# Trikes.



## Hey_Joe (Sep 13, 2016)

Passed this along the highway. People said all in/on the trike were killed.


----------



## Asian Spirit (Mar 1, 2010)

Ouch!! Any idea where this is or any details? We drive a trike everyday and is an eye opener.


----------



## JRB__NW (Apr 8, 2015)

Really sad, but not unexpected. The first time I drove in the Philippines was 2014. I rented a car and went down to see her province but coming back it was already dark. It was terrifying - a dark highway obscured by smoke from the cooking fires, people suddenly appearing out of the murk who were on the center line, trikes with no lights, pickups driving at high speed.. and on and on. I prayed that I wouldn't kill somebody, and I couldn't believe that was normal. Of course with time you get used to it to some degree, but I always am surprised more people aren't killed.


----------



## M.C.A. (Feb 24, 2013)

*Night driving*



JRB__NW said:


> Really sad, but not unexpected. The first time I drove in the Philippines was 2014. I rented a car and went down to see her province but coming back it was already dark. It was terrifying - a dark highway obscured by smoke from the cooking fires, people suddenly appearing out of the murk who were on the center line, trikes with no lights, pickups driving at high speed.. and on and on. I prayed that I wouldn't kill somebody, and I couldn't believe that was normal. Of course with time you get used to it to some degree, but I always am surprised more people aren't killed.


I try not drive at night but sometimes it's nice to eat out late at the Pizza Hut in Los Banos Laguna the issue is lack of lighting and like you mentioned people crossing the roads or no lights so I really take it slow and if someone's crowding me I'll pull over and let them pass the other issue could also be farm animals on the road like water buffalo, cow or horse loose.


----------



## mogo51 (Jun 11, 2011)

I am the same, try not to drive at night, have only one good eye and don/t see all that well in the dark.
The accident Hey Joe reported occurred on the National Highway just south of San Fernando, La Union. I drove past it yesterday and again today, both vehicles are still sitting on the side of the road? Would they not have them moed to a holding yard or something? Not surprised that the trike occupants were killed, they would have had no chance.
I would love to know the real road toll here each year, it would curl anyone's moustache. But they would just not know, as that would require computerisation. After seeing them with 50 year old typewriters this morning, I think that might be a long way off???


----------



## Hey_Joe (Sep 13, 2016)

I've seen other Trike accidents, Trike's crushed flat like a smashed soda can, this is one where I had a camera with me. I sometimes ride in a trike if I go to the bars so I don't have to drive and realize the extreme danger of riding in one and hope I never get pinned in one with a leaking gas tank. Also, as the others mentioned, amazing how many drive at night with no lights because they are either broke or don't want to spend the money to replace bulbs.


----------



## Asian Spirit (Mar 1, 2010)

--------------------

THE TASK
Continue the forum thread about trike accidents in the Philippines, supplying the post that follows its final heading.

DATA SEGMENT

--------------------

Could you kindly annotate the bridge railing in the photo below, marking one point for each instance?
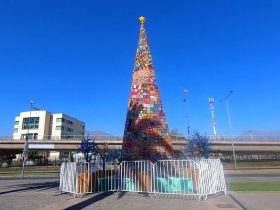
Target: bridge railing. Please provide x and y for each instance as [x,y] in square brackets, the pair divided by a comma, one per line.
[174,138]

--------------------

RESULT BELOW
Hey_Joe said:


> I've seen other Trike accidents, Trike's crushed flat like a smashed soda can, this is one where I had a camera with me. I sometimes ride in a trike if I go to the bars so I don't have to drive and realize the extreme danger of riding in one and hope I never get pinned in one with a leaking gas tank. Also, as the others mentioned, amazing how many drive at night with no lights because they are either broke or don't want to spend the money to replace bulbs.


You'll get a kick outa this one. Many locals think that using a headlight uses more gas. So they will turn off the headlight to save on gasoline----True:laugh::tape2:..

Where we are and in our area I feel safer driving at night. My night vision is and has always been good. There is less traffic at night which reduces the odds of being involved in an accident. Also, the cooler temps at night are easier on any vehicle. But where we drive mostly a motor-trike, extra care is really needed as even a small dog in the roadway can upset a trike at road speed. Only time I try to not drive at night is Fri, Sat, and Sunday nights as this is when there are far more drunks driving.


----------



## mogo51 (Jun 11, 2011)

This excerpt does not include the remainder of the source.